## To be done
Copy all of the records below verbatim.

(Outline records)
============================================================
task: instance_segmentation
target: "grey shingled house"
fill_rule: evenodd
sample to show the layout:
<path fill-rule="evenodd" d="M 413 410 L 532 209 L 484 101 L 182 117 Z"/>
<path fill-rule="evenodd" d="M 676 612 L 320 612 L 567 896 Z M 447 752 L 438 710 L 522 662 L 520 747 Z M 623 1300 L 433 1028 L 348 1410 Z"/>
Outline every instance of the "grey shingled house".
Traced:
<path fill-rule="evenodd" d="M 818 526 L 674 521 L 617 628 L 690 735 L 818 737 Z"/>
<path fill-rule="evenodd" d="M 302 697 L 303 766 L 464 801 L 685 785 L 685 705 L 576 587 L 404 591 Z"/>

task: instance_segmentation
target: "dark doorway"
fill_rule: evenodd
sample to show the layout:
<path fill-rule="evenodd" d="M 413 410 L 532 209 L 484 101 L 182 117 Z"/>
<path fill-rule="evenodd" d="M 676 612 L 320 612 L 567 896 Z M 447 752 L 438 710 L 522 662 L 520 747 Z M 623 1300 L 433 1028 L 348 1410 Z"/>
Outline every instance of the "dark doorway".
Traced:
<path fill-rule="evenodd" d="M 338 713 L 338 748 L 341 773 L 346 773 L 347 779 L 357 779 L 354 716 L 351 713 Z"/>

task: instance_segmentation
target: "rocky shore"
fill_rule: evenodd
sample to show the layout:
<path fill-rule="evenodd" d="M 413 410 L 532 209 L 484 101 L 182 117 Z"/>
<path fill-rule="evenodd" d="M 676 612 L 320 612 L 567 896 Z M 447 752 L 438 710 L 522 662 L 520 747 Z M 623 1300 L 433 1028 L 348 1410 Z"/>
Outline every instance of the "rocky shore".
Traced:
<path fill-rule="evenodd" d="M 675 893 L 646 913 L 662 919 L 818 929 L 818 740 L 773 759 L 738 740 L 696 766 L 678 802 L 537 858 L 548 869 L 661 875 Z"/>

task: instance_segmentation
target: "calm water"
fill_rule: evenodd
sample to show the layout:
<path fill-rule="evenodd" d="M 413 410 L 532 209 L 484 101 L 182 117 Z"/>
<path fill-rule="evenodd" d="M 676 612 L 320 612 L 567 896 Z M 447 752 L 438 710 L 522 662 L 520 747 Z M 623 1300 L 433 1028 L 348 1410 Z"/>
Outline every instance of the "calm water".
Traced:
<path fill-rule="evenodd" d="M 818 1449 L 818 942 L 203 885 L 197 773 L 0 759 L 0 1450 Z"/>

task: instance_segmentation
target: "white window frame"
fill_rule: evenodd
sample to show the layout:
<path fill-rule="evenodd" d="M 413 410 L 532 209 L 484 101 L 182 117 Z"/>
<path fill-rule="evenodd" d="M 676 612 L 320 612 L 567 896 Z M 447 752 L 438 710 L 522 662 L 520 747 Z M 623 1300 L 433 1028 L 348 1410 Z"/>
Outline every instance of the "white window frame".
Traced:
============================================================
## Written answer
task: instance_segmentation
target: "grey shingled house"
fill_rule: evenodd
sample to show the layout:
<path fill-rule="evenodd" d="M 413 410 L 532 209 L 484 101 L 182 117 Z"/>
<path fill-rule="evenodd" d="M 676 612 L 320 612 L 567 896 Z M 447 752 L 438 710 L 522 662 L 520 747 Z M 623 1300 L 433 1028 L 348 1410 Z"/>
Outline every instance of the "grey shingled house".
Traced:
<path fill-rule="evenodd" d="M 818 526 L 674 521 L 617 628 L 690 735 L 818 737 Z"/>
<path fill-rule="evenodd" d="M 302 697 L 303 766 L 464 801 L 685 785 L 685 705 L 576 587 L 404 591 Z"/>

task: instance_segmentation
target: "dark doorway"
fill_rule: evenodd
sample to show the layout:
<path fill-rule="evenodd" d="M 413 410 L 532 209 L 484 101 L 182 117 Z"/>
<path fill-rule="evenodd" d="M 676 612 L 320 612 L 567 896 Z M 447 752 L 438 710 L 522 662 L 520 747 Z M 623 1300 L 433 1028 L 348 1410 Z"/>
Outline every instance of the "dark doorway".
Traced:
<path fill-rule="evenodd" d="M 338 713 L 338 748 L 341 773 L 346 773 L 347 779 L 357 779 L 354 716 L 351 713 Z"/>

task: instance_segmentation
target: "rocky shore"
fill_rule: evenodd
sample to show the layout:
<path fill-rule="evenodd" d="M 413 410 L 532 209 L 484 101 L 182 117 Z"/>
<path fill-rule="evenodd" d="M 676 612 L 320 612 L 567 896 Z M 447 752 L 438 710 L 522 662 L 520 747 Z M 623 1300 L 433 1028 L 348 1410 Z"/>
Outline every instance of the "rocky shore".
Traced:
<path fill-rule="evenodd" d="M 675 893 L 646 913 L 662 919 L 818 929 L 818 740 L 773 759 L 738 740 L 696 766 L 678 802 L 537 858 L 548 869 L 661 875 Z"/>

task: instance_segmentation
target: "calm water"
fill_rule: evenodd
sample to show the layout:
<path fill-rule="evenodd" d="M 413 410 L 532 209 L 484 101 L 182 117 Z"/>
<path fill-rule="evenodd" d="M 676 612 L 320 612 L 567 896 Z M 447 752 L 438 710 L 522 662 L 520 747 Z M 623 1300 L 433 1028 L 348 1410 Z"/>
Outline every instance of the "calm water".
Traced:
<path fill-rule="evenodd" d="M 818 1449 L 818 942 L 203 885 L 197 773 L 0 759 L 0 1450 Z"/>

task: instance_segmentation
target: "white window frame"
fill_rule: evenodd
sample to show the layout:
<path fill-rule="evenodd" d="M 413 410 L 532 209 L 484 101 L 182 117 Z"/>
<path fill-rule="evenodd" d="M 676 612 L 320 612 L 567 896 Z M 447 752 L 438 710 L 522 662 L 520 747 Z M 623 1300 L 433 1028 L 348 1410 Z"/>
Outline every instance of the "white window frame".
Traced:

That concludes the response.